» Angezeigter Text

Irgendwie defekt?
- jpfuetzenreuter2
- 15. Juli
- 3 Min. Lesezeit
Der zehnte September 2024. Der Tag, an dem die Crosslauf Landesmeisterschaften der Polizei NRW in Ratingen ausgetragen wurden. In Ratingen, meiner Stadt. Heimspiel. Natürlich meldete ich mich für diesen Wettkampf an und wurde für die Teilnahme durch die Behörde abgeordnet. Eigentlich etwas durchweg positives. Einfach laufen, Spaß haben, alles geben und dafür auch noch einen Tag nicht arbeiten müssen. Optimal.
Doch irgendwie kam alles etwas anders. Ich wachte an dem Tag mit einem seltsamen Gefühl auf. Mit einem Gefühl, was ich so in der Art nicht kannte. Ich war unruhig, traurig irgendwie hilflos und innerlich leicht panisch. Ich konnte mir nicht erklären woran es lag aber ich fühlte mich wie aus dem nichts einfach komplett überfordert. Mit allem. Und besonders mit dem anstehenden Lauf. Ich konnte gar nicht genau sagen wieso aber ich fühlte mich dem Lauf nicht gewachsen und hätte mich am liebsten nur verkrochen. „Komm schon, Johanna. Das ist doch gar nichts. Die paar Kilometer durch den Wald laufen. Easy!“. Ich versuchte mir selbst Mut zu machen und entschied mich letztlich zu laufen.
Also lief ich und war, trotz meiner nicht so guten Verfassung an dem Tag, gar nicht so schlecht. Doch mein Ergebnis war mir vollkommen egal. Ich war einfach nur froh, dass es vorbei war. Ich setzte mich nach dem Lauf auf einen Stuhl auf einer Terrasse auf dem Veranstaltungsgelände und mir liefen die Tränen über das Gesicht. Ich konnte sie gar nicht zurückhalten. Ich zitterte und war plötzlich total panisch. Ich rief meinen Freund an, weil ich dringend eine vertraute Stimme hören musste. Er konnte mir in meiner Situation nicht wirklich helfen aber sprach mir gut zu. Ich solle tief durchatmen und langsam nach Hause fahren. Das tat ich dann auch.

» Angaben zur Aufgabe
Schreiben Sie den Abschnitt des Textes über den Crosslauf zwischen „Doch irgendwie kam“ und „letztlich zu laufen.“ einschließlich dieser beiden Stellen wortgetreu ab.

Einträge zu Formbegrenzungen
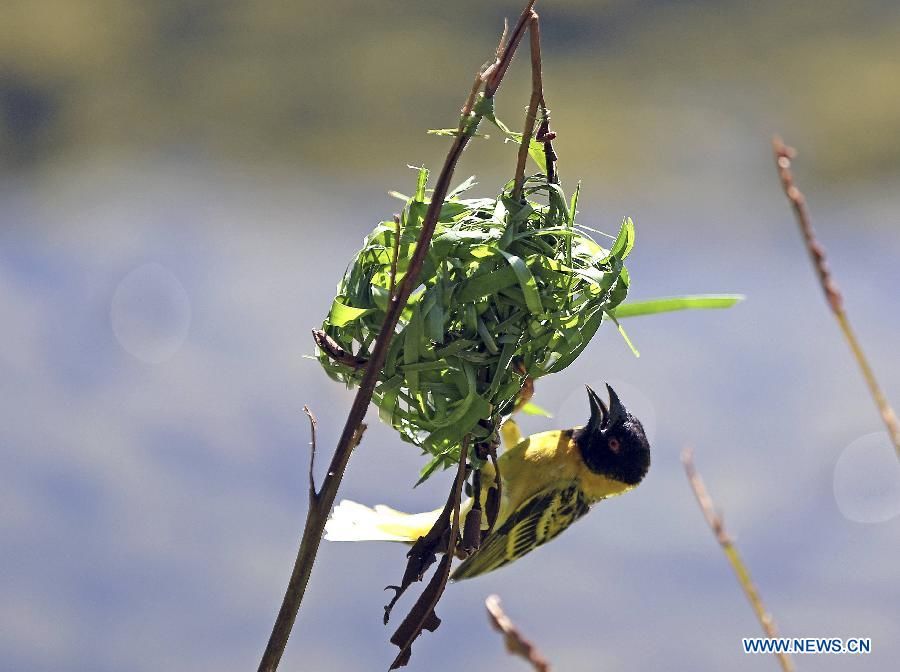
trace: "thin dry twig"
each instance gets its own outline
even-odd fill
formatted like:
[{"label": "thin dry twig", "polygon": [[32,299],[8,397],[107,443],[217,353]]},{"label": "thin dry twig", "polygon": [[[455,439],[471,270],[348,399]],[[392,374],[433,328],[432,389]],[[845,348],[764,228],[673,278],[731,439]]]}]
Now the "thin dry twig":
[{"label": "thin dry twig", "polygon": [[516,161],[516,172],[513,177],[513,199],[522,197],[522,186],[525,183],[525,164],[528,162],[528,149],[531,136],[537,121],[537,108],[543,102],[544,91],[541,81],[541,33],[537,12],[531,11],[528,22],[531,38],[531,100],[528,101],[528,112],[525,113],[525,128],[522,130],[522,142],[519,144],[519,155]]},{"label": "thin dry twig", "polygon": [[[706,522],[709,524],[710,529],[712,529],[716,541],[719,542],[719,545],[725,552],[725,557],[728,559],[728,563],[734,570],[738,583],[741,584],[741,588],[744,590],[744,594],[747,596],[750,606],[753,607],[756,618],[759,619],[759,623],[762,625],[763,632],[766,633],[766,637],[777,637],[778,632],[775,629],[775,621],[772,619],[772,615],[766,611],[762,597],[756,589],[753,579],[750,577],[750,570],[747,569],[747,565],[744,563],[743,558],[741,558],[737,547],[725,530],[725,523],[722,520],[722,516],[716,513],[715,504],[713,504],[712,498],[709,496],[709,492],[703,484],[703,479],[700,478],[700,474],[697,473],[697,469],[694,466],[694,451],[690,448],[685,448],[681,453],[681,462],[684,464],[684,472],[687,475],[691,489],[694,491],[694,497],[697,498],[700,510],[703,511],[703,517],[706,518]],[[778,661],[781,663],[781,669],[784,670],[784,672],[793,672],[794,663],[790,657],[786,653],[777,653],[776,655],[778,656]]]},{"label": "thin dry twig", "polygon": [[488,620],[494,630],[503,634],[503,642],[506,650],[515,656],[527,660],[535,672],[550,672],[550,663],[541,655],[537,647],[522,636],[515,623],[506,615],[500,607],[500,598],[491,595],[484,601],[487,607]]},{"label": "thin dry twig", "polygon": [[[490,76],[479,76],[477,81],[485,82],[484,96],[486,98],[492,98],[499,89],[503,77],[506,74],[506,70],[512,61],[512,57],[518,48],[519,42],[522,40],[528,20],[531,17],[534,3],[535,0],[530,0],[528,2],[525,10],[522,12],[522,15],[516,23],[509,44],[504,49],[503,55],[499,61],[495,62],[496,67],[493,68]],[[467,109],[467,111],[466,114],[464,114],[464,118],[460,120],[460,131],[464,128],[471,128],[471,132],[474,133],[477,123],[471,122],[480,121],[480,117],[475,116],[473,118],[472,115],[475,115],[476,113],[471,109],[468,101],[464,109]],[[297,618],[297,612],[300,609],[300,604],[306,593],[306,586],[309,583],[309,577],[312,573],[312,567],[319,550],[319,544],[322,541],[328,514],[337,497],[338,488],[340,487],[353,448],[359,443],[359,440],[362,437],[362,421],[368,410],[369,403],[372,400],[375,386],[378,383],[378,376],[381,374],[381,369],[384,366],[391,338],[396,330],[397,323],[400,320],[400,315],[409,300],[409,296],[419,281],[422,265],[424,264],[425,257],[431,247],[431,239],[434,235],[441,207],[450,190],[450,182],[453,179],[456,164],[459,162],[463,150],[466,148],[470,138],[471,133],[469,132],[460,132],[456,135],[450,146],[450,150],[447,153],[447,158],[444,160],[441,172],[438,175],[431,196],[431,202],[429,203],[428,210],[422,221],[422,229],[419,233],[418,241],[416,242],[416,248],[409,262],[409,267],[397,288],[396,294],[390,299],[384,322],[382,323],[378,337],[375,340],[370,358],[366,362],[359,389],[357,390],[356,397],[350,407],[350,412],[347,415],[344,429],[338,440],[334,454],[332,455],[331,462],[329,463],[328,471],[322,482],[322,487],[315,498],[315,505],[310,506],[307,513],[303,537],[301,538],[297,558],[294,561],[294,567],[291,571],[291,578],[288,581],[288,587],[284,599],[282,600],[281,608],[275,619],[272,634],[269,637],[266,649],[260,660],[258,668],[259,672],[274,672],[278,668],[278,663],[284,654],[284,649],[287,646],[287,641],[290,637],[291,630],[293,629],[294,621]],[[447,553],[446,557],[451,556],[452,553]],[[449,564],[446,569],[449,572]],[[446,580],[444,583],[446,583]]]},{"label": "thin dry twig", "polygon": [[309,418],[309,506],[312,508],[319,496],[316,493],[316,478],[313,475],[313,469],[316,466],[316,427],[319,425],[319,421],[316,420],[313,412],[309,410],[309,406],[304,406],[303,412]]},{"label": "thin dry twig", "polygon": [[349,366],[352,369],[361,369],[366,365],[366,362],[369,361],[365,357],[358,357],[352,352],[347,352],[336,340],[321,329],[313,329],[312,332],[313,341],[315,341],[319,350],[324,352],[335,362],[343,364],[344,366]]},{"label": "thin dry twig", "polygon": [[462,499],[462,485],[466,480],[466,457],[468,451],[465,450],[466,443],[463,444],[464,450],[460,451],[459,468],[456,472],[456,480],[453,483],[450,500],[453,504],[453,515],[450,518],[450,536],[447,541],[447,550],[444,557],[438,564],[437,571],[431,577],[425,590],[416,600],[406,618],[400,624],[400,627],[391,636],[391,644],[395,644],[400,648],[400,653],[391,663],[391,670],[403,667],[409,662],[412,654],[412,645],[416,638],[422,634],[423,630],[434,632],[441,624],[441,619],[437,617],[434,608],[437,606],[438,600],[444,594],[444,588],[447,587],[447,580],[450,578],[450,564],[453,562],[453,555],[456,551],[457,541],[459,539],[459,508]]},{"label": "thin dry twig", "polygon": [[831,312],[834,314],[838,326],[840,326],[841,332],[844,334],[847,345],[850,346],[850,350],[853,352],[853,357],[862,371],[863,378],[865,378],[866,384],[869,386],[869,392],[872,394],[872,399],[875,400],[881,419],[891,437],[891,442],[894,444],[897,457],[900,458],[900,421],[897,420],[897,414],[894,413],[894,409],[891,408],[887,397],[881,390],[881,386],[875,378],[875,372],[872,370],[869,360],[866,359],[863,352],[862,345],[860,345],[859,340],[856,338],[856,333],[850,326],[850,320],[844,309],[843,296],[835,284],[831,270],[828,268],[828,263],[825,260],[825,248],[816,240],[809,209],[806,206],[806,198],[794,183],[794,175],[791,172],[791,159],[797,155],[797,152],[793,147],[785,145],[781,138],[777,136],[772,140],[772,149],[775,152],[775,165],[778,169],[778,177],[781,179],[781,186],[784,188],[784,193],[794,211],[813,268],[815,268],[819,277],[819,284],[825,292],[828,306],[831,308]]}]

» Ergebnis der Aufgabe
Doch irgendwie kam alles etwas anders. Ich wachte an dem Tag mit einem seltsamen Gefühl auf. Mit einem Gefühl, was ich so in der Art nicht kannte. Ich war unruhig, traurig irgendwie hilflos und innerlich leicht panisch. Ich konnte mir nicht erklären woran es lag aber ich fühlte mich wie aus dem nichts einfach komplett überfordert. Mit allem. Und besonders mit dem anstehenden Lauf. Ich konnte gar nicht genau sagen wieso aber ich fühlte mich dem Lauf nicht gewachsen und hätte mich am liebsten nur verkrochen. „Komm schon, Johanna. Das ist doch gar nichts. Die paar Kilometer durch den Wald laufen. Easy!“. Ich versuchte mir selbst Mut zu machen und entschied mich letztlich zu laufen.